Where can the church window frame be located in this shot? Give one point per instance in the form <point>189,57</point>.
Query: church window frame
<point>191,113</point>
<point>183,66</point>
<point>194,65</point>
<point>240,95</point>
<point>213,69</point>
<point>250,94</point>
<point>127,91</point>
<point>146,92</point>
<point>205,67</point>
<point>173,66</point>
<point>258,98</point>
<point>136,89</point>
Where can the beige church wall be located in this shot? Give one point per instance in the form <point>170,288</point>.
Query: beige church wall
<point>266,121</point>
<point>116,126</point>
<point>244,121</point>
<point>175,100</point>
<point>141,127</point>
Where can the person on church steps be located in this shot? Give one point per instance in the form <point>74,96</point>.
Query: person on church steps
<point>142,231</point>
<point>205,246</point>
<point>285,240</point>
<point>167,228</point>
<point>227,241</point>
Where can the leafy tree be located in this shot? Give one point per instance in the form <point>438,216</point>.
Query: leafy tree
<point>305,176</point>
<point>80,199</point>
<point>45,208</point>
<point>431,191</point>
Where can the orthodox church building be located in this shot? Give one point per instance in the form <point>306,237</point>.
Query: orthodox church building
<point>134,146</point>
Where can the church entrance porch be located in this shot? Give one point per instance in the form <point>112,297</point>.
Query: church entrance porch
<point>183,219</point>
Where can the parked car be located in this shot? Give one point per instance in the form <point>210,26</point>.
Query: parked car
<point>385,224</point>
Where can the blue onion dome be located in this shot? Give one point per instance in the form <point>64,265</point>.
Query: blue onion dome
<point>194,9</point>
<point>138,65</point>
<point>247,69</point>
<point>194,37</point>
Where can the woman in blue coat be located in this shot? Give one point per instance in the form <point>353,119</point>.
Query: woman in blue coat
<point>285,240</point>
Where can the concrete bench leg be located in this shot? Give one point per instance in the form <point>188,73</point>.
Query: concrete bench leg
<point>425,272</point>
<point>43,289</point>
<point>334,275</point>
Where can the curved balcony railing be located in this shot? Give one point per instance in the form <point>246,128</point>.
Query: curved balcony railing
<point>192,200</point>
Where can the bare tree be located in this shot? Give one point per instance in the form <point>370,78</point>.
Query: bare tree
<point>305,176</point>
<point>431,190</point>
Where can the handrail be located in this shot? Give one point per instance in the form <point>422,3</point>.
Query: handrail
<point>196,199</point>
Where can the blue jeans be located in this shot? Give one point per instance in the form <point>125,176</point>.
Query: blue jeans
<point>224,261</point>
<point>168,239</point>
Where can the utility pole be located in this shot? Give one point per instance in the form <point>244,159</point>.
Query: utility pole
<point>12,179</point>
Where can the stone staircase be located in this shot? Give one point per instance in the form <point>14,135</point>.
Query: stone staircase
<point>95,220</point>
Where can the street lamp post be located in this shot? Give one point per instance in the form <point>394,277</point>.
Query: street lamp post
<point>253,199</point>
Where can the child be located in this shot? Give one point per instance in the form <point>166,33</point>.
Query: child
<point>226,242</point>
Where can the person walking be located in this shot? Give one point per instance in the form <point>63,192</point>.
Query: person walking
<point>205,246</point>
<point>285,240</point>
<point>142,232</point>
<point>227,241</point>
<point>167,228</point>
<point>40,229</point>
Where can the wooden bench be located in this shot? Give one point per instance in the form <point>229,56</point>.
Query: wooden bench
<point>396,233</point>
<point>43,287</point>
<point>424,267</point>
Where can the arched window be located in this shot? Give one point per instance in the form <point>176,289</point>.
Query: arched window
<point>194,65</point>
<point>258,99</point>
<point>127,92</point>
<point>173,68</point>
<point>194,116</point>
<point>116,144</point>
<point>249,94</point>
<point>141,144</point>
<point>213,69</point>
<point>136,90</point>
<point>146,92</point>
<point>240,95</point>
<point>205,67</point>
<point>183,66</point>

#####

> What is needed
Rewrite all the lines above, changing every "wooden bench" to "park bench" and keeping everything else the same.

> Exercise response
Where can the church window frame be located in this shot? Give one point per instance in the form <point>189,57</point>.
Query: church window frame
<point>191,113</point>
<point>183,66</point>
<point>194,65</point>
<point>240,95</point>
<point>213,69</point>
<point>250,94</point>
<point>127,91</point>
<point>146,92</point>
<point>205,67</point>
<point>173,66</point>
<point>258,98</point>
<point>136,89</point>
Where can the beige church wall be located in this shot? Give one point per instance in the form <point>170,288</point>.
Query: beige church wall
<point>266,121</point>
<point>116,126</point>
<point>244,121</point>
<point>175,100</point>
<point>141,127</point>
Where can the person on church steps be located in this shot? Give one point per instance in the form <point>74,96</point>.
Query: person on church steps
<point>142,231</point>
<point>205,246</point>
<point>285,240</point>
<point>167,228</point>
<point>227,241</point>
Where can the leafy tree be located in this shot? Give one point per instance in the form <point>438,216</point>.
Query: leafy tree
<point>305,176</point>
<point>80,199</point>
<point>45,208</point>
<point>431,191</point>
Where can the orthodox church building be located in this shot? Give one point per instance in the form <point>306,237</point>.
Query: orthodox church building
<point>134,146</point>
Where can the church entrance porch be located in this shot? Give one point per instance in the form <point>112,297</point>.
Query: church entrance porch
<point>183,219</point>
Where can the parked car be located in this shot? Give one point per instance in the form <point>210,26</point>.
Query: parked car
<point>385,224</point>
Where can the blue onion dome be located in this shot? Give one point per instance in the form <point>64,265</point>.
Query: blue onion dome
<point>194,9</point>
<point>138,65</point>
<point>247,69</point>
<point>194,37</point>
Where can the woman in blue coat be located in this shot? Give one point per instance in the form <point>353,119</point>.
Query: woman in blue coat
<point>285,240</point>
Where can the concrete bench leg be located in this shot? Give one point per instance in the form <point>188,73</point>.
Query: concrete bench leg
<point>425,272</point>
<point>43,289</point>
<point>334,275</point>
Where can the curved balcony railing be located in this shot? Give one point per instance in the form <point>246,128</point>.
Query: curved balcony railing
<point>192,200</point>
Where can the bare tree be located in this shot? Give one point per instance in the form <point>370,78</point>.
Query: bare tree
<point>305,176</point>
<point>431,190</point>
Where can the handrail be located in this shot? Give one point per instance in the form <point>422,3</point>.
Query: handrail
<point>196,199</point>
Where can the blue jeans be located in this shot? Give one point per instance in the form <point>125,176</point>.
Query: blue jeans
<point>224,261</point>
<point>168,239</point>
Where can the utility pole be located in this shot? Give one point per instance in the form <point>244,159</point>.
Query: utility pole
<point>12,179</point>
Where can the stone staircase be located in this shot? Give one point per instance in the form <point>14,135</point>.
Query: stone staircase
<point>95,220</point>
Where can the street lamp post be located in this shot? Give one point per instance in the form <point>394,277</point>.
Query: street lamp post
<point>253,199</point>
Where can the child be located in this shot? Give one point per instance in the form <point>166,33</point>.
Query: child
<point>226,242</point>
Where can the person walking be located in this shot? Give one point per instance in the form <point>63,192</point>.
Query: person walking
<point>205,246</point>
<point>285,240</point>
<point>142,232</point>
<point>227,241</point>
<point>167,228</point>
<point>40,229</point>
Where can the park bench be located in this shot? Give one point per instance in the form <point>229,56</point>.
Query: park bench
<point>396,233</point>
<point>43,287</point>
<point>424,267</point>
Where can the arched window be located in this shot? Give one point per instance in the form <point>176,289</point>.
Query: arched window
<point>194,65</point>
<point>258,99</point>
<point>127,92</point>
<point>173,68</point>
<point>194,116</point>
<point>116,144</point>
<point>249,94</point>
<point>141,144</point>
<point>213,69</point>
<point>136,90</point>
<point>146,92</point>
<point>240,95</point>
<point>205,67</point>
<point>183,66</point>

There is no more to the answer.